Exercise data
----
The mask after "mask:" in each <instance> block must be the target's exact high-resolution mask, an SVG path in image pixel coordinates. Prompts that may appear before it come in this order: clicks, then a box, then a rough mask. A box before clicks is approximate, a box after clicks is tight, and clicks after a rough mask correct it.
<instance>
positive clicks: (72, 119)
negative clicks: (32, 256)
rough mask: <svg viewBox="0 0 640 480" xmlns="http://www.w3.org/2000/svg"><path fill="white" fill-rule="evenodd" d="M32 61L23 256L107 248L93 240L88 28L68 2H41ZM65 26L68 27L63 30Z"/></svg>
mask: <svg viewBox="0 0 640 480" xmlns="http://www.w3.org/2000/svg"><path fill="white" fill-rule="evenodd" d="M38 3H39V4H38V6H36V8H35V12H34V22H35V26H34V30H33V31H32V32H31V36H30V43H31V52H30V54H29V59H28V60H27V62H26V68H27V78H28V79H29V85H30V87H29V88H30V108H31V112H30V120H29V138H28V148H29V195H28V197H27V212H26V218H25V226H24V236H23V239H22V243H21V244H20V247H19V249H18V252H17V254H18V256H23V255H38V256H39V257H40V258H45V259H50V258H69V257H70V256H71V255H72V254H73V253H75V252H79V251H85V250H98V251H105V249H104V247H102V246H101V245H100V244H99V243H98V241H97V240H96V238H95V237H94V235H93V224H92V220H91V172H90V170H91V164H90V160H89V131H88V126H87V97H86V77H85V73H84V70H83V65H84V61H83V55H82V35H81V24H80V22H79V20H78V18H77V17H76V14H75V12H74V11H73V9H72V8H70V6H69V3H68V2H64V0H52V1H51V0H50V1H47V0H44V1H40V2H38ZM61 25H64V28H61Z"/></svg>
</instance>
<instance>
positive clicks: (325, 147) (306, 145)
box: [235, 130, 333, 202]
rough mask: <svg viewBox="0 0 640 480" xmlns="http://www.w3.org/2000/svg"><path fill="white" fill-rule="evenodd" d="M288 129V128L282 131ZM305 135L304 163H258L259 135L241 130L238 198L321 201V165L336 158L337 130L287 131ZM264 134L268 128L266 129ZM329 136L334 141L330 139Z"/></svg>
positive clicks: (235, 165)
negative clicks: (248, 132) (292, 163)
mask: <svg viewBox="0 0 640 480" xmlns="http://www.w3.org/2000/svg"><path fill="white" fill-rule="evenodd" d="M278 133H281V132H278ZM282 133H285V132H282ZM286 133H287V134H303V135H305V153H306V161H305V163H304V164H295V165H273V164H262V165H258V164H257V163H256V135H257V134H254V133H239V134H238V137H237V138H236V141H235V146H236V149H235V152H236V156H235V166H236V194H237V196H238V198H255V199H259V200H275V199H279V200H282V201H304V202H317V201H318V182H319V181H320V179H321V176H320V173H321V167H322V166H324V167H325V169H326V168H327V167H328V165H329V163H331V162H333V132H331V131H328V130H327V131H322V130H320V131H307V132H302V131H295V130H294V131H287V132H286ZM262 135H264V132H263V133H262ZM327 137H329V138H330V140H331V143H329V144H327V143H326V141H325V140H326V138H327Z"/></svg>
----
Copy every line of the records above word for word and character for character, with nothing changed, added, or left out.

The mask after "mask:" in each <instance> block must be the target's exact high-resolution mask, an SVG path in image pixel coordinates. Prompts that may appear before it come in this order: clicks, then a box, then a rough mask. A box before clicks is approximate, a box after clicks is tight, and clicks after a rough mask correct it.
<instance>
positive clicks: (72, 119)
negative clicks: (32, 256)
rough mask: <svg viewBox="0 0 640 480" xmlns="http://www.w3.org/2000/svg"><path fill="white" fill-rule="evenodd" d="M32 61L23 256L107 248L93 240L88 28L68 2H41ZM65 26L68 27L63 30Z"/></svg>
mask: <svg viewBox="0 0 640 480" xmlns="http://www.w3.org/2000/svg"><path fill="white" fill-rule="evenodd" d="M38 3H39V4H38V6H36V8H35V12H34V22H35V26H34V30H33V31H32V32H31V36H30V43H31V52H30V54H29V59H28V60H27V62H26V68H27V78H28V79H29V85H30V87H29V88H30V108H31V112H30V120H29V138H28V148H29V195H28V197H27V212H26V218H25V226H24V236H23V239H22V243H21V244H20V247H19V249H18V252H17V254H18V256H23V255H38V256H39V257H40V258H45V259H50V258H69V257H70V256H71V255H72V254H73V253H75V252H79V251H85V250H98V251H105V249H104V247H102V246H101V245H100V244H99V243H98V241H97V240H96V238H95V237H94V235H93V224H92V220H91V172H90V170H91V164H90V160H89V131H88V126H87V97H86V77H85V73H84V70H83V65H84V61H83V55H82V35H81V24H80V22H79V20H78V18H77V17H76V14H75V12H74V11H73V9H72V8H70V6H69V3H68V2H64V0H52V1H51V0H50V1H47V0H44V1H40V2H38ZM61 25H64V28H61Z"/></svg>
</instance>
<instance>
positive clicks: (325, 147) (306, 145)
box: [235, 130, 333, 202]
rough mask: <svg viewBox="0 0 640 480" xmlns="http://www.w3.org/2000/svg"><path fill="white" fill-rule="evenodd" d="M288 129V128L282 131ZM305 135L304 163H258L259 135L241 130L238 198L321 201V165L336 158L337 130L287 131ZM264 134L268 128L266 129ZM329 136L334 141L330 139Z"/></svg>
positive clicks: (235, 165)
negative clicks: (248, 132) (292, 163)
mask: <svg viewBox="0 0 640 480" xmlns="http://www.w3.org/2000/svg"><path fill="white" fill-rule="evenodd" d="M278 133H281V132H278ZM282 133H285V132H282ZM286 133H287V134H303V135H305V153H306V161H305V163H304V164H295V165H273V164H262V165H258V164H257V163H256V135H257V134H254V133H239V134H238V137H237V138H236V141H235V146H236V149H235V152H236V156H235V166H236V194H237V196H238V198H255V199H259V200H275V199H279V200H282V201H304V202H317V201H318V182H319V181H320V179H321V176H320V173H321V167H322V166H324V167H325V169H326V168H327V167H328V165H329V163H331V162H333V132H331V131H328V130H327V131H322V130H320V131H307V132H302V131H295V130H294V131H287V132H286ZM262 135H264V132H263V133H262ZM327 137H329V138H330V140H331V143H329V144H327V143H326V141H325V140H326V138H327Z"/></svg>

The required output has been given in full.